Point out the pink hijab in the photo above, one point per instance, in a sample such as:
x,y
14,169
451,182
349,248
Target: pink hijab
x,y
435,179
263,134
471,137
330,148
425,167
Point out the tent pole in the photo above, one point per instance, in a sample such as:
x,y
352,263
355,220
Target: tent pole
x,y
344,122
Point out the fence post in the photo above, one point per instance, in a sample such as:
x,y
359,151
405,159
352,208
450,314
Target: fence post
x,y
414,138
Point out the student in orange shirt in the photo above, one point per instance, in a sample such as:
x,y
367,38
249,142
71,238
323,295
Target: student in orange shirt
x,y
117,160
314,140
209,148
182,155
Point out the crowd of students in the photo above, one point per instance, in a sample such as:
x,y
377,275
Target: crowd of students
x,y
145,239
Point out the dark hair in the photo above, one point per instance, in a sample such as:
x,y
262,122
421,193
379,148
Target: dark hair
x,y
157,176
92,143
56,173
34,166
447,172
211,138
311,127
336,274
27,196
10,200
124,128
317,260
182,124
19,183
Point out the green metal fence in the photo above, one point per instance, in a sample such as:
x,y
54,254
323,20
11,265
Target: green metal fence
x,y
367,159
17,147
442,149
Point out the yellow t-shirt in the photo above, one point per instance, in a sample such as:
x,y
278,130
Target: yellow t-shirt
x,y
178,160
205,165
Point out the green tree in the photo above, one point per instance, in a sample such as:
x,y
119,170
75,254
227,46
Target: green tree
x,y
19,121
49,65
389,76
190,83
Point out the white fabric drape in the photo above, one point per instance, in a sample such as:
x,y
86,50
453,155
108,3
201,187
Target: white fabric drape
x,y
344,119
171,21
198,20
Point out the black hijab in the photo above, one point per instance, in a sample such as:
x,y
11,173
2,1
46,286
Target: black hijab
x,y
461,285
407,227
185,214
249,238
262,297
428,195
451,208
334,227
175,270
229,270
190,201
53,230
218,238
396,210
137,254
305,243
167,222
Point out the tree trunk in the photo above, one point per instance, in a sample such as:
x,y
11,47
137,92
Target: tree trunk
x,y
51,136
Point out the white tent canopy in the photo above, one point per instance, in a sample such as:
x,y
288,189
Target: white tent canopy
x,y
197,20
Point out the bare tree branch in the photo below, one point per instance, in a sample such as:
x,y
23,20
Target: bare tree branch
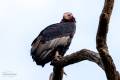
x,y
81,55
101,44
103,59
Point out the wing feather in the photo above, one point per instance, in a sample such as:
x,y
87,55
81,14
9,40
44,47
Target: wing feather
x,y
49,39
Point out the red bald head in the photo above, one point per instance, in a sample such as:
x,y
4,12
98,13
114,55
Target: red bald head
x,y
68,17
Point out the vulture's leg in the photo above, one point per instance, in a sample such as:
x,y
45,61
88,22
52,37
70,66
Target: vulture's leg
x,y
58,56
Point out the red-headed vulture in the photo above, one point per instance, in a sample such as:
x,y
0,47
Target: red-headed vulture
x,y
54,39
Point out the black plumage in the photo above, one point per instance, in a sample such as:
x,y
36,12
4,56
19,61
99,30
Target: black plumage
x,y
55,38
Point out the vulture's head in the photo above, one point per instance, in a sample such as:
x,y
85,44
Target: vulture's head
x,y
68,17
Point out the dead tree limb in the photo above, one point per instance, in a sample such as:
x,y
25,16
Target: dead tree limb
x,y
74,58
103,59
101,44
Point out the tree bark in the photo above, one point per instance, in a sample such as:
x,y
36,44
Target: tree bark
x,y
109,66
102,58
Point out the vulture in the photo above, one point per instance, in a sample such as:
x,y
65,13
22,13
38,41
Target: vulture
x,y
54,40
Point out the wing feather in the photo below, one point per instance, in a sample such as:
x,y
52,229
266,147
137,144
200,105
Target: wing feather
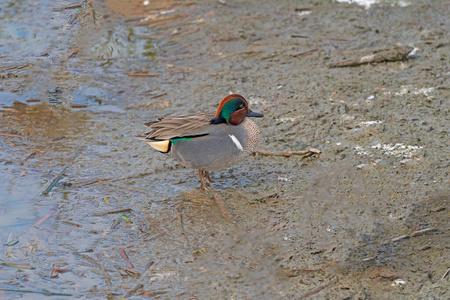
x,y
179,126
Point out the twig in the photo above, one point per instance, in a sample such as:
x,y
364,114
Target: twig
x,y
155,236
67,7
305,153
113,212
299,36
125,258
134,290
43,291
305,52
148,268
313,292
225,213
445,274
10,134
54,182
46,217
4,263
394,54
414,234
106,276
144,73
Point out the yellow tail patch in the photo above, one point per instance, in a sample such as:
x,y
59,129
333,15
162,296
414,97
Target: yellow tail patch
x,y
162,146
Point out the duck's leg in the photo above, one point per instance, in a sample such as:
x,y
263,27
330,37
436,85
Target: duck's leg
x,y
202,179
208,179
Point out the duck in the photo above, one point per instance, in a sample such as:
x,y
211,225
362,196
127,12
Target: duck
x,y
207,141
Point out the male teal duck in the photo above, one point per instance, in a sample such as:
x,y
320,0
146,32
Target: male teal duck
x,y
207,141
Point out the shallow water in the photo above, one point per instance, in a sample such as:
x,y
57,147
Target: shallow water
x,y
366,219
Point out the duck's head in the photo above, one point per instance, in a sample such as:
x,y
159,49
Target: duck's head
x,y
233,109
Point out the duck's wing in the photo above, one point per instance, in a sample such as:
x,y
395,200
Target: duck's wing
x,y
180,126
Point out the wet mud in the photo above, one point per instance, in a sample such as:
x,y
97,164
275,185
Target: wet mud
x,y
89,211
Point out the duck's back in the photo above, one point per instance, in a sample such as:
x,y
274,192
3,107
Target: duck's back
x,y
224,146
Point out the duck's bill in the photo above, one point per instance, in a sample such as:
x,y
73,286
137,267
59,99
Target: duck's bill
x,y
253,114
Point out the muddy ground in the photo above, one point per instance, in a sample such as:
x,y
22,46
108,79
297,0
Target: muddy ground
x,y
368,219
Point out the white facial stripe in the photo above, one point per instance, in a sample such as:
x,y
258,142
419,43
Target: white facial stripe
x,y
236,142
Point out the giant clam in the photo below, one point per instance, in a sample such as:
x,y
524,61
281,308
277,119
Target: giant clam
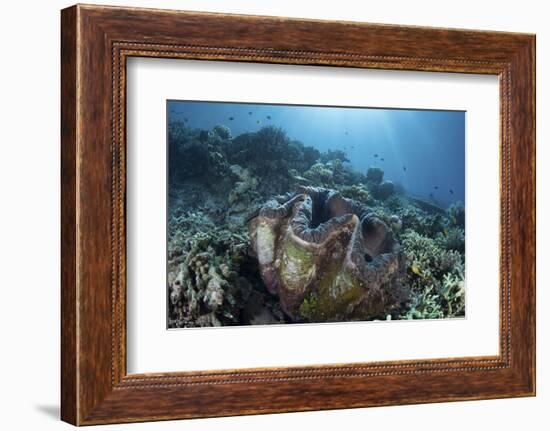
x,y
327,258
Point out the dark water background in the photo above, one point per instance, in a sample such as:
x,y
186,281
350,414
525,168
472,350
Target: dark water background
x,y
423,150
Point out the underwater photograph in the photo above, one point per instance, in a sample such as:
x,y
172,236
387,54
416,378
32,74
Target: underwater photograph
x,y
280,214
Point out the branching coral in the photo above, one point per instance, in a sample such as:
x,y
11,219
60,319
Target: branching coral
x,y
216,183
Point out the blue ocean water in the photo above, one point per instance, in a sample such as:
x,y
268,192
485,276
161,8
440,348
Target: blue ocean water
x,y
423,150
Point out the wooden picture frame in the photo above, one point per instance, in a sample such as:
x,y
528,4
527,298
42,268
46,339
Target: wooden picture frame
x,y
95,43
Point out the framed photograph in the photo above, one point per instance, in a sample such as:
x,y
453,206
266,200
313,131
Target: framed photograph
x,y
263,214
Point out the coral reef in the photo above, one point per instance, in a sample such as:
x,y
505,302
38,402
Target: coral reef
x,y
345,245
326,257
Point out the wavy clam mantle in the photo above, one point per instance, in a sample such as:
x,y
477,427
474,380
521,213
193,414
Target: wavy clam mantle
x,y
326,257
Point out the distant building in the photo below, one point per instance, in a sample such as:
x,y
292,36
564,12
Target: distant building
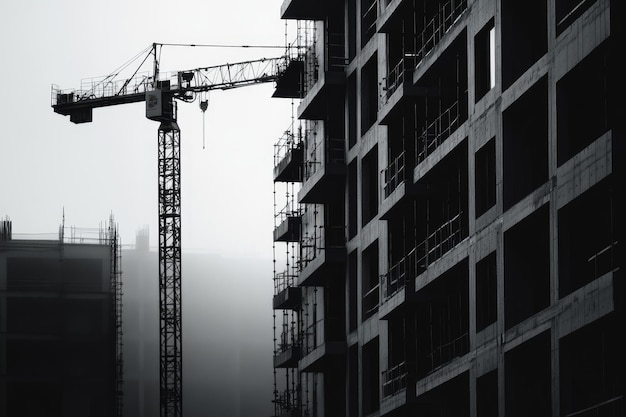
x,y
450,210
141,328
60,325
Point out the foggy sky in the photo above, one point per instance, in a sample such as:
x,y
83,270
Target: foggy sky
x,y
110,165
227,334
49,166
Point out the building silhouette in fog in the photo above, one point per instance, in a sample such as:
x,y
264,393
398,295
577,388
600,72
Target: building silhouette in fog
x,y
449,209
60,324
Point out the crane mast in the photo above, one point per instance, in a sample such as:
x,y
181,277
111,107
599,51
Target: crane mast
x,y
160,91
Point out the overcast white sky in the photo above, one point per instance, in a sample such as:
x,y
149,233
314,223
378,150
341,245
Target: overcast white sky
x,y
48,164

To be done: Rewrite all of the items above, replacing "one point per instance" with "one point for each instance" and changing nothing else. Leave the pictures out.

Task response:
Point out the pink hijab in the photo above, one point for each instance, in a sample such as:
x,y
14,169
451,182
349,248
Target: pink hijab
x,y
435,179
263,134
471,137
330,148
425,167
Point out the tent pole in the photo above, one point for each instance, in a sample such as:
x,y
352,263
355,220
Target: tent pole
x,y
344,122
Point out the fence post in the photo above, one point for each instance, in a sample such as:
x,y
359,151
405,159
352,208
450,314
Target: fence post
x,y
414,138
Point out the student in orange shirt in the photo above, one point for each instance, in a sample such as:
x,y
367,38
249,142
71,238
323,295
Target: student in orange shirt
x,y
117,160
314,140
209,148
182,155
Point out the crowd of students in the photo above, one point for each instance, in a sample such as:
x,y
377,275
Target: crowd of students
x,y
145,239
Point out the dark hair in the photo above, one point for each instance, in a sample such as:
x,y
262,122
421,193
379,148
Target: dark hair
x,y
157,176
92,143
56,173
34,166
447,172
211,138
311,127
336,274
27,196
10,200
124,128
317,260
182,124
19,183
Point out the green metal fence in the photo above, one point for each instance, in a sample such as:
x,y
54,254
323,20
11,265
Target: green metal fence
x,y
367,159
17,147
442,149
Point out the yellow t-shirt in the photo above, one point for each instance, in a sample such as:
x,y
278,130
Target: yellow t-shirt
x,y
178,160
205,165
Point out the green tree in the photo above, one point for each instance, in a sample such as:
x,y
119,170
75,254
227,46
Target: green tree
x,y
19,121
49,65
389,76
190,83
Point out the white fabric drape in the photo above, one point for each instance, in a sample such as:
x,y
86,50
453,155
108,3
201,187
Target: white fabric drape
x,y
344,119
171,21
198,20
Point out the black hijab in the photo above, one point for each instance, in a sample such as:
x,y
11,173
2,1
46,286
Target: black hijab
x,y
461,285
407,227
185,214
249,238
262,297
428,195
451,208
334,227
175,270
229,270
190,201
53,230
218,238
396,210
137,254
305,243
167,222
Point out the tree trunk in the photo above, one point for each instance, in a sample such as:
x,y
11,47
137,92
Target: tree trunk
x,y
51,136
Point out the white tent canopy in the photo above, one point for each instance, in a sample such as:
x,y
288,189
Target: white tent canopy
x,y
197,20
Point out the bare tree branch in the photo below, one point for each instance, in a sample such as:
x,y
23,20
Target: bare tree branch
x,y
81,55
101,44
103,59
Point out the wing feather in the photo above, one point for each instance, in a sample such as:
x,y
87,55
81,14
9,40
44,47
Target: wing feather
x,y
49,39
Point out the red bald head in the photo above, one point for each instance, in a sample such as:
x,y
4,12
98,13
114,55
Target: red bald head
x,y
68,17
Point out the vulture's leg in the photo above, one point for each instance, in a sample such as:
x,y
45,61
88,22
52,37
70,66
Target: vulture's leg
x,y
58,56
Point out the red-headed vulture in the photo above, one point for each instance, in a sample such as:
x,y
0,47
Target: red-headed vulture
x,y
54,39
Point out the black plumage in the photo above, one point for each instance, in a sample such as:
x,y
36,12
4,56
19,61
99,30
Target: black plumage
x,y
55,38
Point out the vulture's head in the photo above, one point for each instance, in a sample such as:
x,y
85,44
Target: vulture's head
x,y
68,17
Point out the dead tree limb in the photo above, one point for each instance, in a sample such as:
x,y
25,16
Target: dead tree limb
x,y
74,58
103,59
101,44
Point out the tree bark in the photo above, one point for each instance, in a sample such as:
x,y
36,44
Target: tree bark
x,y
109,66
102,58
Point out the vulture in the photo above, one point for each instance, in a sample such as:
x,y
65,13
22,13
38,41
Target: vulture
x,y
54,40
Point out the wing feather in the photo below, one point for each instance, in a sample such as:
x,y
52,229
266,147
137,144
200,105
Target: wing feather
x,y
179,126
Point out the twig in the photo above, one point for each instance, in a sample such as:
x,y
364,114
Target: twig
x,y
155,236
67,7
305,153
113,212
299,36
125,258
134,290
43,291
305,52
148,268
313,292
225,213
445,274
10,134
54,182
46,217
4,263
394,54
414,234
106,276
144,73
Point out the yellow tail patch in the photo above, one point for each instance, in a sample such as:
x,y
59,129
333,15
162,296
414,97
Target: yellow tail patch
x,y
162,146
Point out the duck's leg in the photo above, one point for each instance, in a sample such as:
x,y
263,27
330,37
436,85
Target: duck's leg
x,y
202,179
208,179
Point out the duck in the photo above, one point for each instance, in a sample such as:
x,y
211,225
362,196
127,12
Target: duck
x,y
207,141
Point out the male teal duck in the photo above, one point for each instance, in a sample such as:
x,y
320,0
146,32
Target: male teal duck
x,y
207,141
Point out the shallow water in the photo above, one point for each instance, in a sample such as:
x,y
57,147
Target: shallow water
x,y
366,219
Point out the duck's head in the photo above, one point for each instance, in a sample such as:
x,y
159,49
Target: duck's head
x,y
233,109
Point out the duck's wing in the photo above, one point for each instance, in a sample such as:
x,y
395,200
Target: duck's wing
x,y
180,126
Point out the wet mud in the photo above, one point for each instance, in a sample such as:
x,y
97,164
275,185
Target: wet mud
x,y
89,211
Point out the duck's back in the photo above, one point for each instance, in a sample such as:
x,y
274,192
3,107
Target: duck's back
x,y
224,146
Point out the duck's bill in the photo above, one point for each instance, in a sample such as:
x,y
73,286
137,267
59,99
Target: duck's bill
x,y
253,114
Point out the muddy ground in the photo above, one point for each instance, in a sample such as:
x,y
22,46
108,79
297,0
Target: muddy ground
x,y
368,219
Point out the white facial stripe in the photo above, one point for each instance, in a sample such as:
x,y
258,142
419,43
Target: white facial stripe
x,y
236,142
Point out the giant clam in the photo below, one point for each instance, in a sample such as:
x,y
524,61
281,308
277,119
Target: giant clam
x,y
327,258
Point out the dark water background in the photo above, one point for each instance, in a sample such as:
x,y
186,281
350,414
525,168
472,350
Target: dark water background
x,y
423,150
Point out the underwater photograph in the photo above, one point for each instance, in a sample such as:
x,y
172,236
387,54
416,378
32,74
Target: underwater photograph
x,y
280,214
Point out the branching coral in the photo above, one point for each instance, in a sample such as:
x,y
11,219
60,319
Target: branching coral
x,y
216,183
Point out the blue ocean water in the photo above, one point for each instance, in a sample such as:
x,y
268,192
485,276
161,8
440,348
Target: blue ocean water
x,y
423,150
Point out the wooden picture frame in the photo above, one point for each instance, in a sample such as:
x,y
528,4
527,298
42,268
46,339
Target: wooden picture frame
x,y
95,43
Point out the framed photograph in the photo above, one point for each instance, in a sample such as:
x,y
453,206
266,200
313,131
Target: framed photograph
x,y
263,214
Point out the coral reef in the photo above, one point for each instance, in a sample such as:
x,y
505,302
38,402
Target: coral reef
x,y
345,245
326,257
Point out the wavy clam mantle in the photo above, one point for each instance, in a sample such as:
x,y
477,427
474,380
521,213
193,414
Target: wavy clam mantle
x,y
326,257
Point out the distant building in the photo below, one point for each instance, in a sample such as:
x,y
292,36
564,12
Target: distant building
x,y
450,210
141,328
60,325
Point out the foggy sky in the photo above, one point for each instance, in a sample such as:
x,y
83,270
Target: foggy sky
x,y
110,165
227,334
49,166
Point out the building silhouette in fog in the photo above, one point for each instance, in a sample such as:
x,y
264,393
398,295
577,388
600,72
Target: building silhouette in fog
x,y
449,209
60,324
Point out the crane mast in the photo above, one point for each instance, in a sample such as:
x,y
181,277
111,107
599,51
Target: crane mast
x,y
160,91
Point out the overcast white sky in the photo above, one point for each instance, in a sample such as:
x,y
149,233
314,223
378,150
341,245
Target: overcast white sky
x,y
48,164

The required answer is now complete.